┌─ STORED RECORDS

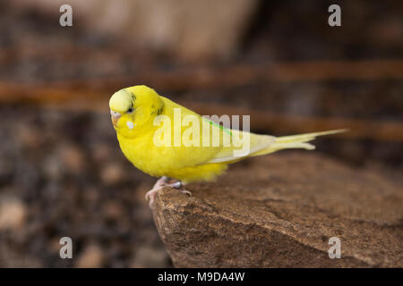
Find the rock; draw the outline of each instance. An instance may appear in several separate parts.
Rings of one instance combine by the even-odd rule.
[[[403,266],[402,188],[378,172],[285,152],[186,189],[161,190],[152,210],[176,267]]]
[[[124,170],[119,164],[106,164],[101,171],[101,180],[106,185],[110,186],[123,181]]]
[[[105,256],[102,248],[96,244],[90,244],[80,255],[76,264],[78,268],[99,268],[103,266]]]
[[[17,230],[24,224],[27,208],[17,198],[0,198],[0,231]]]
[[[14,2],[10,4],[20,9],[34,7],[50,15],[64,4]],[[234,55],[258,4],[257,0],[69,1],[73,21],[89,30],[120,37],[126,45],[172,52],[178,58],[191,60]]]

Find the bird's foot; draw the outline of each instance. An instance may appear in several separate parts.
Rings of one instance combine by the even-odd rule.
[[[162,177],[157,181],[154,187],[149,190],[145,195],[145,199],[149,201],[150,207],[152,207],[154,204],[155,195],[158,193],[159,189],[161,189],[164,187],[172,187],[174,189],[176,189],[177,190],[183,192],[184,194],[187,194],[189,196],[192,196],[192,193],[187,189],[180,189],[184,185],[182,181],[176,181],[175,182],[168,183],[169,178],[167,177]]]

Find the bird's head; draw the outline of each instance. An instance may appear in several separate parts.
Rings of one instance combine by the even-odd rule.
[[[112,123],[117,132],[133,137],[136,131],[152,124],[162,114],[164,102],[159,94],[146,86],[133,86],[116,91],[109,100]]]

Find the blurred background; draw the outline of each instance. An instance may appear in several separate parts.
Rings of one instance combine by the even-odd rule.
[[[61,27],[59,8],[73,8]],[[341,27],[328,7],[341,7]],[[146,84],[401,181],[403,2],[3,0],[0,266],[171,266],[108,98]],[[288,152],[288,151],[285,151]],[[302,152],[302,151],[300,151]],[[240,164],[242,167],[242,164]],[[270,172],[270,171],[268,171]],[[73,259],[61,259],[71,237]]]

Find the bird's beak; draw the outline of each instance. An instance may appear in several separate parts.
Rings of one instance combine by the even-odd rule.
[[[122,116],[121,114],[116,113],[116,111],[113,111],[113,110],[110,111],[110,117],[112,119],[112,123],[114,124],[114,126],[116,126],[120,116]]]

└─

→ **PROBLEM REQUIREMENTS**
Please pick out every row above that contains the string "several" and copy each of those rows in full. Treat uppercase and lowercase letters as different.

→ **THE ANSWER**
Find the rock; draw the outline of each instance. An instance may appear in several separate parts.
Find the bird's foot; draw the outline of each instance. An instance may appear in several separate parts.
Find the bird's head; draw the outline of each instance. An instance may appear in several separate parts.
Find the blurred background; draw the outline of each instance. An instance may appear in several separate parts.
Find the bird's beak; draw the outline of each instance. An instance may appear in several separate parts.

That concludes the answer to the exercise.